## Begin

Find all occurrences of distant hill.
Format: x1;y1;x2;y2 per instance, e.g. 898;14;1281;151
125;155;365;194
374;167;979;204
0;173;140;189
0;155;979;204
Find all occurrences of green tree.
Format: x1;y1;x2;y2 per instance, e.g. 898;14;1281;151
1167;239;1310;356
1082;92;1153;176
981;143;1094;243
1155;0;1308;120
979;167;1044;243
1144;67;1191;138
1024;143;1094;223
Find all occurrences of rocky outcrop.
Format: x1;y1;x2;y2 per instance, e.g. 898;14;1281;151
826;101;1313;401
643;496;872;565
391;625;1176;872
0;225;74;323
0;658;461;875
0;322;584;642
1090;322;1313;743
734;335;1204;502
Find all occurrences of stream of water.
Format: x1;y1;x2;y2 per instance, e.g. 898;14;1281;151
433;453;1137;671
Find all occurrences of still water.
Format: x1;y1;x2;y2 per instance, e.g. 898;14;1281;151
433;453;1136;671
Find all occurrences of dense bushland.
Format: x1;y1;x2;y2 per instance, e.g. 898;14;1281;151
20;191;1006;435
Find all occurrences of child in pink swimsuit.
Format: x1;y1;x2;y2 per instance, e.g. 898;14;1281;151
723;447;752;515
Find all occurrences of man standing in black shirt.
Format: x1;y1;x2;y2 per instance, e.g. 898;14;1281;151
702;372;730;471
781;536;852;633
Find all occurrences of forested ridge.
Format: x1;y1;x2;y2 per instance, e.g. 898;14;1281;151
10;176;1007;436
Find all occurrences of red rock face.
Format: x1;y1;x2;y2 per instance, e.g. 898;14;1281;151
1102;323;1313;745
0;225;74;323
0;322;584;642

## End
## Begin

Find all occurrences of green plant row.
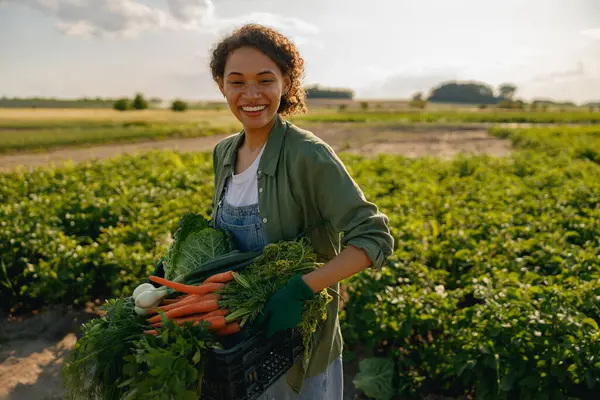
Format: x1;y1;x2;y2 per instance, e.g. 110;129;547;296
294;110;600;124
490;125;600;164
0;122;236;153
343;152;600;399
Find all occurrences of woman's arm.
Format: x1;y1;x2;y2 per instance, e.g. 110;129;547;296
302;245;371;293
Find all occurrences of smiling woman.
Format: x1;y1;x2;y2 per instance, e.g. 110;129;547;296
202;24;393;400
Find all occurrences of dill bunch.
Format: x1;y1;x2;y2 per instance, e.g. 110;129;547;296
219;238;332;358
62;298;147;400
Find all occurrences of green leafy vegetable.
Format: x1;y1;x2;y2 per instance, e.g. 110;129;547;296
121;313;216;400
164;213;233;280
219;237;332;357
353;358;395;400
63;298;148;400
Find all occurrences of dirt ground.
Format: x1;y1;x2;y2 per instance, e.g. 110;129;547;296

## End

▶ [Problem]:
Collect every line of the material above that contains the string "green", treating uppercase and lowercase letters as distinct.

▶ [Written solution]:
Find all occurrences of green tree.
Find all occurrences of green plant row.
Find all occurrences of green leafy vegetable.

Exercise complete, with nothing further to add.